··· DATASET RECORDS ···
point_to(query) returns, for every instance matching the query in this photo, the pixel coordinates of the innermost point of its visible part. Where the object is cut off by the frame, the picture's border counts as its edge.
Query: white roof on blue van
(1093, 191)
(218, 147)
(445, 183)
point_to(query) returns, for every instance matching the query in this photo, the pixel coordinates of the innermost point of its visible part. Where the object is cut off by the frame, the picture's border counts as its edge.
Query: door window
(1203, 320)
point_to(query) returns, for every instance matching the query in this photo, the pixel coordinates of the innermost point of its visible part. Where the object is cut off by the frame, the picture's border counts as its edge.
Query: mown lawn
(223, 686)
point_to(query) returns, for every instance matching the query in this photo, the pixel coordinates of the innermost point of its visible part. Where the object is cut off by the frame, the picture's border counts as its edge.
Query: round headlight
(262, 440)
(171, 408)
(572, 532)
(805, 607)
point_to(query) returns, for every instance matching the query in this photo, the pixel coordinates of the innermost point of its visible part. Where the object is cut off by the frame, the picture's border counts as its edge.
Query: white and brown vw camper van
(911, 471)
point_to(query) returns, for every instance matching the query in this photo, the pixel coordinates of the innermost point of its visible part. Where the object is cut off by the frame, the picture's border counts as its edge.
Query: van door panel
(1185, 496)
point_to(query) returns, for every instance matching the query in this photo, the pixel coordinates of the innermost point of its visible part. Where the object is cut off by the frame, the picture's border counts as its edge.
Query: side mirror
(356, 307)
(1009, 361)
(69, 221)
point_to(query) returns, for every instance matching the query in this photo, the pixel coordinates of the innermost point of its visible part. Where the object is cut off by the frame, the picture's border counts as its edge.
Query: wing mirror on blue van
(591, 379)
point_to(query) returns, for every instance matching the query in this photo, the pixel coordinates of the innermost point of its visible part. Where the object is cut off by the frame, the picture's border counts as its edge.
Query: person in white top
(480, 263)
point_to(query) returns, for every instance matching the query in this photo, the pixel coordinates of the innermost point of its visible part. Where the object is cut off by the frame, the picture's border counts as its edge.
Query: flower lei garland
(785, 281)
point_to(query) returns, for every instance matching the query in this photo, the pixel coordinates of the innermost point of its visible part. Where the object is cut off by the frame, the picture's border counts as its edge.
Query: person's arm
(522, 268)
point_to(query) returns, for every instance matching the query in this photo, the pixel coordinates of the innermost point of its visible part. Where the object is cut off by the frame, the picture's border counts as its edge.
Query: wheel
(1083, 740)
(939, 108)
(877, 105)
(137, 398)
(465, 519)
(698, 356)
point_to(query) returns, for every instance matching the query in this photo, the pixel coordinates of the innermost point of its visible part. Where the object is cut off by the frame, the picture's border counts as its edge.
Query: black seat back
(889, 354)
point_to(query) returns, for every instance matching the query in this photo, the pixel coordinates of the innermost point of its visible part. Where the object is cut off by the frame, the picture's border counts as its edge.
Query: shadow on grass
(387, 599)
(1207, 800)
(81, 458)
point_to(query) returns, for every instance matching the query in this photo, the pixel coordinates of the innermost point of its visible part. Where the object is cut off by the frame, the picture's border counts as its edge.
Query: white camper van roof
···
An exact copy of every record is required here.

point_to(query) returns, for every instance matching the query in this photo, the pixel coordinates of the innermost point of its visible part. Where the object is cut off by the frame, the picture's border counts as its edge.
Query: white roof on blue van
(1093, 191)
(218, 147)
(445, 183)
point_to(query) returns, for every instance matching the query in this photo, the pixel coordinates of the innermost point of its visible part. Where the object is cut off by the frame, the picture's border counts as its edge.
Query: door window
(1203, 320)
point_to(query) returns, for every instance matching the query in this photo, the pixel coordinates of the innermost point of its visible part. Where the object is cut off by the frame, the picture's border counts as its edge.
Query: mown lawn
(223, 686)
point_to(query) returns, for every instance matching the query in this photo, the pixel coordinates of the innermost point of its visible part. Where the object is cut off by the frame, the picture's border counts as its edge.
Query: round headlight
(262, 440)
(171, 408)
(572, 532)
(805, 607)
point_to(query) returns, for every instance matching the query in this photo, the pixel coordinates of the innermost point of its visible part. Where the object is cut off by the frame, the picture's border counts as its edge.
Query: white and brown vw camper van
(911, 471)
point_to(query) returns, for every instance matching the query in this photo, the pixel coordinates of the innermost point of its visible part. Where the object is cut off by the frame, the picture's border counts as its edge.
Query: van door panel
(1185, 496)
point_to(query) returns, for every instance matching the query in this photo, the pixel coordinates of the innermost point of its visible part. Where the object is cut off by the frame, the picture's border counts as its edge.
Query: side mirror
(356, 307)
(1009, 361)
(69, 221)
point_to(query) returns, for every instance matching the query in this photo, the pixel coordinates of the innermost point of its visible part. Where the object is cut off by the frame, the picture's border counts as its edge.
Query: wing mirror on blue van
(591, 379)
point_to(query) returns, for every instance matching the query in this photo, the pixel coordinates of the innermost point of its visible part. Where the object is cut off by the frame, the picture's border counts as its edge.
Query: person in white top
(480, 263)
point_to(query) returns, for every instance matching the query in this photo, the pixel coordinates of the innermost point of its visible part. Where the object is cut off by the frame, the picture's border counts as its edge.
Query: flower lei garland
(785, 281)
point_to(query) returns, for every instance matching the query in this photo, the pixel coordinates of the innermost point of its visible part. Where the object is cut off by the frame, the picture's border counts as its edge.
Query: person's arm
(522, 268)
point_to(query) returns, for every instance matching the query in this photo, the pixel coordinates of the innermost point of its visible part. Where the object is cut off by the frame, the picture's border counts as its edge.
Query: wheel
(1083, 740)
(939, 108)
(877, 105)
(137, 398)
(465, 519)
(698, 356)
point_to(query) returns, for every instance matching the query in this photo, the pixel coordinates of the innermost point of its visible part. Where the object is cut off by the frame, the picture's border counts as its edge.
Query: black seat back
(889, 354)
point_to(query) returns, for every instance matching the query in this photo, the pixel coordinates of the innermost point of its visible part. Where the object is cut off by the frame, the picture's border counts as its edge.
Query: shadow on grass
(387, 599)
(1207, 800)
(81, 458)
point_to(query) returns, for every instance matching the query in this photo, the pixel coordinates of the innermost point of its visible part. Where the object is cut off by the frame, the picture's border counts as its edge.
Query: white camper van roof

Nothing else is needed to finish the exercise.